本文抜粋:
____________________

一方で、テルアビブ周辺でもそれなりに安く住むことも可能です。テルアビブ大学の南にある、ヤッファ地域に住む友人はAirbnbで家を借りていましたが、650〜900米ドル(≒9万7千500円〜13万5千円、1米ドル150円計算)でワンルームを借りていました。
自炊中心の食事
外食をすれば高いテルアビブですが、自炊をすればそれほど高くはありません。もちろん何を食べるか次第ですが、野菜中心であれば月数万円くらいでもやっていけるのではないでしょうか。
私は1人暮らし男子大学生の典型のような自炊をしており、1日3食パスタ、パスタ、パスタ。当初は色々作っていましたが、寮はガス・IHではなく、電熱器で、火力が弱い上に定期的に止まる仕様だったので、途中でレンチン・パスタ作戦に切り替えました。もちろん具材は変えてはいたものの、本当にパスタばっかり食べていました。何より、安いですし。買い物は、寮の近くのスーパーでしていました。少し足を伸ばしてバスで20分ほど行けば、安くて新鮮な野菜が買えるシューク・ハカルメル(カルメル市場)もあります。
外食は、ストリートフードなどでなければ50シェケル(≒2,000円)以上します。安くて美味しいのはファラフェル・ピタ。ひよこ豆のコロッケ・ファラフェルに、フムス(ひよこ豆のペースト)、タヒニ(ゴマ・ペースト)、トマトやきゅうりなどの野菜を丸いピタパンで挟んだサンドイッチです。手のひらを開いたくらいのたっぷりサイズで20シェケル(≒800円)、安いお店だと10シェケル(≒400円)で食べることができます。揚げたてのファラフェルにフムス・タヒニの香るファラフェルピタはお気に入りです。
ちなみに、物価比較でよく出てくるビッグマックのセットは33シェケル(≒1,320円)です。(編集部注:2023年1月に発表された世界のビッグマック価格ランキングでイスラエルは10位、日本は41位)
留学中の生活パターン
普段は大学の授業とウルパン(ヘブライ語の授業)がありました。私が通ったテルアビブ大学のウルパンは、毎朝8時半から10時まで、週4日、多い時で週5日の授業でした。その後は寮に帰ってお昼ご飯を食べた後、午後は修士課程の授業に出席する、というのが普段のスケジュールでした。
イスラエルでは金曜日・土曜日がお休みです。休日は教会に行ったり、ルームメイトと散歩に行ったりしていました。テルアビブは地中海に面した街で、ビーチは年中賑わっていておすすめです。

____________________

提供資料:

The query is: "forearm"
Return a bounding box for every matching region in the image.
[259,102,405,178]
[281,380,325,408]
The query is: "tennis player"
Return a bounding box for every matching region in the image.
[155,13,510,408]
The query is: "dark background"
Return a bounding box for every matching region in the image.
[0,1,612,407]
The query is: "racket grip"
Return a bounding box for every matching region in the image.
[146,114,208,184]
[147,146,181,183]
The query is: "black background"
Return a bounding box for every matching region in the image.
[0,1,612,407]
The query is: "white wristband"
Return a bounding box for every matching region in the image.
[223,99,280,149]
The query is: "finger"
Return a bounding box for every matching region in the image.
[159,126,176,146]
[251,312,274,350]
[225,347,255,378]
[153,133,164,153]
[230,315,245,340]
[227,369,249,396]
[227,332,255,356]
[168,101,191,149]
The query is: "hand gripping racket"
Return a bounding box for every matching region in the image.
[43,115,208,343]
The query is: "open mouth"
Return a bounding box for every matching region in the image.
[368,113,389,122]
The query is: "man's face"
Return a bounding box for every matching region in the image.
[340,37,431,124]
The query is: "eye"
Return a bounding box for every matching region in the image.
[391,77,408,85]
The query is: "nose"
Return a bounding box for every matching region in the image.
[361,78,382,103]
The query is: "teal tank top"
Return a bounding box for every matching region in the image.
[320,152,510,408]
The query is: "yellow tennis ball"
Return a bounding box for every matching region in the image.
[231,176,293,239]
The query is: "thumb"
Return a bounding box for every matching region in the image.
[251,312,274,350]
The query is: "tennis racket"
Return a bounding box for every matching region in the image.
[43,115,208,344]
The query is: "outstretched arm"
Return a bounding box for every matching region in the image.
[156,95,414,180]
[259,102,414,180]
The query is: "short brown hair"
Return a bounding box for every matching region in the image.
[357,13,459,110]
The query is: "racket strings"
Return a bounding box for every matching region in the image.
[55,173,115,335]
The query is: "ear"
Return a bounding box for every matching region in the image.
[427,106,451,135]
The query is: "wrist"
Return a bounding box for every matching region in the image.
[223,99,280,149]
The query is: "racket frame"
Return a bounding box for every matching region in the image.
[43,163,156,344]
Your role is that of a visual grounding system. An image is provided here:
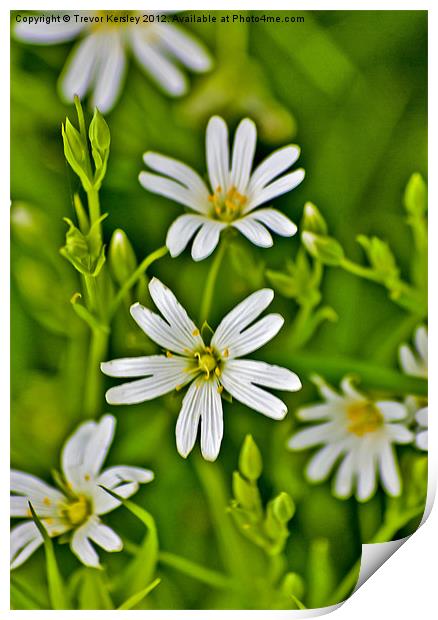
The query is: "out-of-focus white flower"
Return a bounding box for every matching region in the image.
[139,116,304,261]
[14,11,212,112]
[101,278,301,461]
[399,325,427,379]
[11,415,153,568]
[288,378,413,501]
[415,407,429,450]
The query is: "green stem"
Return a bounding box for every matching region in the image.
[158,551,235,590]
[108,246,169,320]
[199,241,227,326]
[84,329,108,418]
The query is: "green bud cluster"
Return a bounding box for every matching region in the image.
[229,435,295,555]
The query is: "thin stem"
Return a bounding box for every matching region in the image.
[108,246,169,320]
[158,551,235,590]
[199,241,227,325]
[84,329,108,417]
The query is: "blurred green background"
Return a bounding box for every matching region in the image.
[11,11,427,609]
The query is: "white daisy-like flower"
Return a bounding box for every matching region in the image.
[14,11,212,112]
[288,378,413,502]
[139,116,304,261]
[11,415,154,568]
[101,278,301,461]
[399,325,427,379]
[415,407,429,450]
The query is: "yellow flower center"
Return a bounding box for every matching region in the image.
[63,495,91,525]
[347,402,383,437]
[195,347,221,379]
[208,185,248,222]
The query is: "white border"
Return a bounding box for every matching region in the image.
[0,0,438,620]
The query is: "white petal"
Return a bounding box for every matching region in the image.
[83,414,116,478]
[149,278,204,350]
[248,144,300,196]
[14,12,84,45]
[244,168,304,213]
[154,23,212,73]
[222,314,284,358]
[415,431,429,450]
[415,325,428,358]
[295,403,339,422]
[192,220,227,261]
[130,28,187,97]
[198,379,224,461]
[230,118,257,195]
[415,407,428,428]
[356,449,377,502]
[246,208,297,237]
[100,355,192,377]
[11,469,64,506]
[92,29,126,113]
[70,519,99,568]
[138,171,205,213]
[10,521,43,569]
[231,217,274,248]
[333,451,355,499]
[166,214,208,258]
[222,360,302,392]
[87,517,123,551]
[211,288,274,354]
[206,116,230,192]
[288,422,333,450]
[379,442,401,497]
[221,367,287,420]
[59,35,100,101]
[143,152,210,207]
[61,421,97,488]
[376,400,408,422]
[93,465,154,515]
[306,441,345,482]
[175,381,201,458]
[105,368,192,405]
[386,424,414,444]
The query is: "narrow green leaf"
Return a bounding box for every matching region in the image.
[29,502,71,609]
[102,486,158,598]
[117,579,161,610]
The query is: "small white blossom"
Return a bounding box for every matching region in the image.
[399,325,427,379]
[101,278,301,461]
[139,116,304,261]
[288,378,413,501]
[15,11,211,112]
[11,415,153,568]
[415,407,429,450]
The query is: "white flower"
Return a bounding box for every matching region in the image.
[399,325,427,379]
[101,278,301,461]
[415,407,429,450]
[11,415,153,568]
[139,116,304,260]
[15,11,211,112]
[288,378,413,501]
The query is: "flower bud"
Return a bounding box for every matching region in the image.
[233,471,260,510]
[404,172,427,218]
[271,491,295,523]
[301,231,344,266]
[301,202,328,235]
[61,118,91,190]
[108,228,137,286]
[239,435,263,482]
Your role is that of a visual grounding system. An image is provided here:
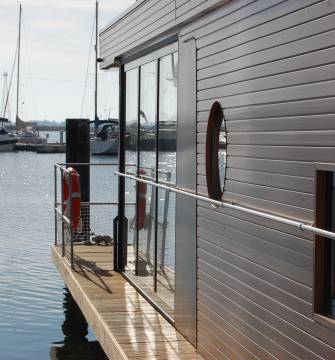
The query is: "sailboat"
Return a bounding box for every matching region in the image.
[15,4,47,144]
[90,1,119,155]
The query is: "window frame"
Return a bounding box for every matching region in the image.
[313,163,335,330]
[206,101,227,201]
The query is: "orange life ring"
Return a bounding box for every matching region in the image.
[63,167,80,231]
[137,169,147,230]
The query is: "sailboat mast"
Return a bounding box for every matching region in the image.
[94,1,99,131]
[16,4,22,128]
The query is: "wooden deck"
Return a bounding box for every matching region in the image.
[52,245,202,360]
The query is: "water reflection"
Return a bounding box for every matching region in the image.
[50,288,107,360]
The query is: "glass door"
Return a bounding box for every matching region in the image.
[125,45,178,318]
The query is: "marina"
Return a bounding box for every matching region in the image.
[0,0,335,360]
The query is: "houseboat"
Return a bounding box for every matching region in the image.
[53,0,335,360]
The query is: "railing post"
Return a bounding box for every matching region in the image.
[60,168,65,257]
[54,165,58,245]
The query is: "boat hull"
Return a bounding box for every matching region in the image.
[91,139,118,155]
[0,140,17,152]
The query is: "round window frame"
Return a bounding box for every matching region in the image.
[206,101,227,201]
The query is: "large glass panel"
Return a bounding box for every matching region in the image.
[157,53,178,315]
[125,69,138,274]
[137,61,157,282]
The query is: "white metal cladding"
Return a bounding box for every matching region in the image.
[181,0,335,360]
[101,0,335,360]
[100,0,228,68]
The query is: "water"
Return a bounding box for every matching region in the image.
[0,152,109,360]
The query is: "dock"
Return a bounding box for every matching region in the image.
[52,245,202,360]
[14,143,65,154]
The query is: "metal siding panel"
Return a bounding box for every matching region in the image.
[197,0,326,60]
[194,1,335,360]
[100,0,175,53]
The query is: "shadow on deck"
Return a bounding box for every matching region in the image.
[52,245,202,360]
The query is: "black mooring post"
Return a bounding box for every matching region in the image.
[66,119,90,241]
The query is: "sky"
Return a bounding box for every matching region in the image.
[0,0,135,121]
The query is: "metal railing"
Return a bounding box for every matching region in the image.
[54,163,135,269]
[115,171,335,239]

____________________

小問 1:
本文抜粋について、次の問いに答えなさい。
(a) ヤッファ地域に住む友人がAirbnbで借りていたワンルームの家賃は、米ドルでいくらでしたか。
(b) 筆者の寮で調理に使われていた器具は何でしたか。
(c) テルアビブ大学のウルパンの授業は、毎朝何時から何時まででしたか。
小問 2:
本文抜粋のうち、「外食は、ストリートフードなど」という語句を含むところで始まり「中賑わっていておすすめです。」で終わる部分を、そのまま書き写しなさい。

解答 1:
(a) 650〜900米ドル
(b) 電熱器
(c) 8時半から10時まで

解答 2:
外食は、ストリートフードなどでなければ50シェケル(≒2,000円)以上します。安くて美味しいのはファラフェル・ピタ。ひよこ豆のコロッケ・ファラフェルに、フムス(ひよこ豆のペースト)、タヒニ(ゴマ・ペースト)、トマトやきゅうりなどの野菜を丸いピタパンで挟んだサンドイッチです。手のひらを開いたくらいのたっぷりサイズで20シェケル(≒800円)、安いお店だと10シェケル(≒400円)で食べることができます。揚げたてのファラフェルにフムス・タヒニの香るファラフェルピタはお気に入りです。
ちなみに、物価比較でよく出てくるビッグマックのセットは33シェケル(≒1,320円)です。(編集部注:2023年1月に発表された世界のビッグマック価格ランキングでイスラエルは10位、日本は41位)
留学中の生活パターン
普段は大学の授業とウルパン(ヘブライ語の授業)がありました。私が通ったテルアビブ大学のウルパンは、毎朝8時半から10時まで、週4日、多い時で週5日の授業でした。その後は寮に帰ってお昼ご飯を食べた後、午後は修士課程の授業に出席する、というのが普段のスケジュールでした。
イスラエルでは金曜日・土曜日がお休みです。休日は教会に行ったり、ルームメイトと散歩に行ったりしていました。テルアビブは地中海に面した街で、ビーチは年中賑わっていておすすめです。